- _The exercise_
Extract every line of the material below that contains the word "verify", and copy each one unchanged.
----- Material
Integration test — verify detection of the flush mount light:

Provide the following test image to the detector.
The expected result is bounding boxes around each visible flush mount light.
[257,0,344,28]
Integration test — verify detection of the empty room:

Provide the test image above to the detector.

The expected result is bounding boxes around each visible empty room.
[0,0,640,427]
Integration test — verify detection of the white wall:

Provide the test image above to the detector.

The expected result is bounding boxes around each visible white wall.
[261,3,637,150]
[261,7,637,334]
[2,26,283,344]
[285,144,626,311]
----------
----- Material
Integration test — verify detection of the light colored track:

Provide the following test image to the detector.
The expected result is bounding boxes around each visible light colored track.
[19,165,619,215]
----------
----- Material
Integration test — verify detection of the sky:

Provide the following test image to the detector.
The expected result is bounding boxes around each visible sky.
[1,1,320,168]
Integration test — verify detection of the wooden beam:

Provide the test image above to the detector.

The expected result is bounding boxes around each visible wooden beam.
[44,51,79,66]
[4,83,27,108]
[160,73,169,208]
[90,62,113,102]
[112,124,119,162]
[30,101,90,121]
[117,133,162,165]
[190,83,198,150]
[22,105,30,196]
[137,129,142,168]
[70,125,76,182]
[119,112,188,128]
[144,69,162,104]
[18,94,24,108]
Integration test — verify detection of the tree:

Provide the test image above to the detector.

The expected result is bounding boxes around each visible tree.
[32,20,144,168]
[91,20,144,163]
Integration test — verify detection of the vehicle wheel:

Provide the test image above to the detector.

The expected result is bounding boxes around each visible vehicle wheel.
----------
- _In response_
Integration test — verify detection of the flush mount light:
Integration test — verify detection of the empty room:
Integration test — verify detection of the white wall:
Integration test — verify detection of the light colored track:
Integration test — verify detection of the sky:
Integration test — verify detection of the wooden beam:
Integration test — verify detection of the tree:
Integration test — verify detection of the vehicle wheel:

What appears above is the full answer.